Facebook says it didn't do enough to stop violence in Myanmar
Earlier this year, the United Nations blamed Facebook for playing a cruical part in inciting violence in Myanmar. The UN investigators investigators investigating the Myanmar genocide said that the 'Facebook had turned into a beast it wasn't intended to'. And now, nearly 8 months later, Facebook in a blog post published on Monday has admitted that it didn't do enough to stop violence in the country.
Following the Rohingya crisis in Myanmar, the social media giant commissioned a human rights report to assess the role of its services in the country. The report by San Francisco-based non-profit organisation Business for Social Responsibility (BSR) suggested that the platform didn't do enough to prevent its platform from being used to incite violence in the country. "Prior to this year, we weren't doing enough to help prevent our platform from being used to foment division and incite offline violence. We agree that we can and should do more," Facebook's Product Policy Manager, Alex Warofka wrote in a blog post.

• [SET TASKS]
1 > According to the article on Facebook and Myanmar, which organization wrote the human rights report that Facebook commissioned?
2 > Reproduce everything in the article on Facebook and Myanmar from "Facebook says it" down to "stop violence in the country.".
3 > Render this sentence from the article on Facebook and Myanmar in Spanish: "Following the Rohingya crisis in Myanmar, the social media giant commissioned a human rights report to assess the role of its services in the country."

Mask labeling examples
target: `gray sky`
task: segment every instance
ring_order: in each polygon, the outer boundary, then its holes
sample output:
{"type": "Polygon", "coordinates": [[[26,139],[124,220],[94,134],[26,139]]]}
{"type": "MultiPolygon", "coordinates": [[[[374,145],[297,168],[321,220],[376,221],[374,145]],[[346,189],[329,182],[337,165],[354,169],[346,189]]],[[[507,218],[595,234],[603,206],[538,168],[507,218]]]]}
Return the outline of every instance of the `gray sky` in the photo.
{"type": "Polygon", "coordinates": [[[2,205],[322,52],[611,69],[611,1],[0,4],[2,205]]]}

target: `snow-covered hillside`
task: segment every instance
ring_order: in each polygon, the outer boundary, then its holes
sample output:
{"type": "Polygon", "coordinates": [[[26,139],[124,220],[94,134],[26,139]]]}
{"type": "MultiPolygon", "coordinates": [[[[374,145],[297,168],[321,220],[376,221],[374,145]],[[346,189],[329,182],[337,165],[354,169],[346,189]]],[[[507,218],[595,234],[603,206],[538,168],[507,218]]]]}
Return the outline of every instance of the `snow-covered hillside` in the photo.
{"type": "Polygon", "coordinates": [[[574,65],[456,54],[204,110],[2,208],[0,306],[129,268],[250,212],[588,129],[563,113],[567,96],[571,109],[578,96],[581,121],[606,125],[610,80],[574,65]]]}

• [RESPONSE LIST]
1 > Business for Social Responsibility (BSR), a San Francisco-based non-profit organization.

2 >
Facebook says it didn't do enough to stop violence in Myanmar
Earlier this year, the United Nations blamed Facebook for playing a cruical part in inciting violence in Myanmar. The UN investigators investigators investigating the Myanmar genocide said that the 'Facebook had turned into a beast it wasn't intended to'. And now, nearly 8 months later, Facebook in a blog post published on Monday has admitted that it didn't do enough to stop violence in the country.

3 > Tras la crisis rohinyá en Myanmar, el gigante de las redes sociales encargó un informe sobre derechos humanos para evaluar el papel de sus servicios en el país.